■ Excerpt
Another approach would be to build on graded views of neighborhood structure, e.g., by weighting edit distance by phoneme similarity and frequency (Bailey & Hahn, 2001; Hahn & Bailey, 2005; Luce & Pisoni, 1998). The use of 2-hop neighborhoods is one way to incorporate gradedness (Siew, 2017). Another is to use a fully connected network, in which each word is connected to all other words in the lexicon, with the edges of the network weighted according to some similarity metric. The OLD20 metric is one nodal property of such an orthographic network, where similarity is measured as edit distance in letters, OLD20 being the average weight of edges to the 20 nearest neighbors (Yarkoni et al., 2008). Measuring nodal properties in a fully-weighted lexical network would be highly processor-intensive with existing algorithms, and no attempts have been made to use this kind of network in psycholinguistics.

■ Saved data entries
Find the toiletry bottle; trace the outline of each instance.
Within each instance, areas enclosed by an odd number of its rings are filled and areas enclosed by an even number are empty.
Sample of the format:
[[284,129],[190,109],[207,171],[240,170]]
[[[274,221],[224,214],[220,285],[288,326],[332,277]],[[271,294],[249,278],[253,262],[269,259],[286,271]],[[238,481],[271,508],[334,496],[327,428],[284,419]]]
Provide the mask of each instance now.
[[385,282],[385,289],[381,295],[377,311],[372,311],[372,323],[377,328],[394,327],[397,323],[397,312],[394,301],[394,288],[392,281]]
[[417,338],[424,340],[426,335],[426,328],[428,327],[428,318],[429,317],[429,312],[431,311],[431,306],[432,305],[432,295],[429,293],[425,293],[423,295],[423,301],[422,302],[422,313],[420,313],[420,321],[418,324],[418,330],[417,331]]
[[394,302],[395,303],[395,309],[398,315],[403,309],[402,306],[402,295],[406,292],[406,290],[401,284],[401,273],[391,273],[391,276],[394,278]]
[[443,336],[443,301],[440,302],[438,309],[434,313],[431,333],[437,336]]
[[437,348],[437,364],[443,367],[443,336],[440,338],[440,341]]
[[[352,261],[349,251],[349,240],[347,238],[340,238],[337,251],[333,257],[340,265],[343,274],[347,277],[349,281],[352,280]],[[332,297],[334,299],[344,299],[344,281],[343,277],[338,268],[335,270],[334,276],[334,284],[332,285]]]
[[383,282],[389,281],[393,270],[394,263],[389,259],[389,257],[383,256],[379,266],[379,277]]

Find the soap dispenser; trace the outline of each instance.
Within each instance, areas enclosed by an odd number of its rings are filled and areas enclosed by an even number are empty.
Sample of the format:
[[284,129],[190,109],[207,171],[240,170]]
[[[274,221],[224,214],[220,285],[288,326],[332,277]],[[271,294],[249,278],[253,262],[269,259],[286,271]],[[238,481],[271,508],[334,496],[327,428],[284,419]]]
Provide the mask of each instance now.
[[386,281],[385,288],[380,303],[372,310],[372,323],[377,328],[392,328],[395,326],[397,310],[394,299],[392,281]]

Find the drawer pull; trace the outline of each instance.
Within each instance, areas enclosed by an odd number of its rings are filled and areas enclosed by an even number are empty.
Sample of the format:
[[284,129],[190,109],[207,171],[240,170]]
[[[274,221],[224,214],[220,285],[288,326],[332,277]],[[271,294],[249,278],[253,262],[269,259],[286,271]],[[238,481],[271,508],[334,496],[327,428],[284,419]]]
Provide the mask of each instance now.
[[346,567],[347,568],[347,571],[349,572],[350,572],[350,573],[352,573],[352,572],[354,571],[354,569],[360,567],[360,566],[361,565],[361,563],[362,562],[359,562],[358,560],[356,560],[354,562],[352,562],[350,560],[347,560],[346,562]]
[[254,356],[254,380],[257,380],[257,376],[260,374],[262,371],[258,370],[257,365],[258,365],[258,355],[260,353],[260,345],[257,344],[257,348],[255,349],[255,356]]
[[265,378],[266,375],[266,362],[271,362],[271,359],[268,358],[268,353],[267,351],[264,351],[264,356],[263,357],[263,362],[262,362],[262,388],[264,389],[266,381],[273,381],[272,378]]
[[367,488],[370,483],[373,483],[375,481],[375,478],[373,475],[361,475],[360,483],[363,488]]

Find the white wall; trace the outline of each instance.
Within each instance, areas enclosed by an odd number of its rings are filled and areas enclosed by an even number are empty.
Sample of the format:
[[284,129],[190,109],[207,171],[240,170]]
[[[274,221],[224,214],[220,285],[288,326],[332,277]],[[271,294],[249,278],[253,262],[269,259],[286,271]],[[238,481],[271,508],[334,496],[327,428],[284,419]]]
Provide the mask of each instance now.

■ Directions for this task
Pick up the passage on graded measures of lexical neighborhood structure after its last sentence and continue it.

■ Reply
More recently, multilayer networks have attracted attention as techniques for incorporating multiple levels of representation (e.g., phonetic features, phonological and prosodic units, morphemes, lexical items, etc.) to model structure in the lexicon. Multilayer networks arise from the mathematical concept of a multigraph, where pairs of nodes can be connected by more than one edge; we can think of multilayer networks as edge-labeled multigraphs. For instance, both orthography and phonology may be used in the same network (Siew & Vitevitch, 2019), words may be connected via similarity of both form and meaning (Stella, 2020; Stella et al., 2018), and other levels of representation can also be incorporated, including features, bigrams, syllables, and even morphemes. While definitions vary, multiplex networks are often described as a type of multilayer network where each layer has the same set of nodes but a different set of edges, allowing the network to represent unique types of interactions in each layer (Kinsley et al., 2020). Recent work by Castro, Stella, and Siew (2020) demonstrates the utility of a multiplex lexical network in psycholinguistics: their multiplex network combines semantic and phonological information to help understand the nature of clinical impairments, specifically, word retrieval errors in aphasia. While our analysis finds latent components in phonological and orthographic neighbors in separate single-layer networks, future studies may combine both into a multilayer network, providing for a more comprehensive model of the structure of the lexicon and potentially uncovering interlayer factors that could be absent when analyzing each layer on its own.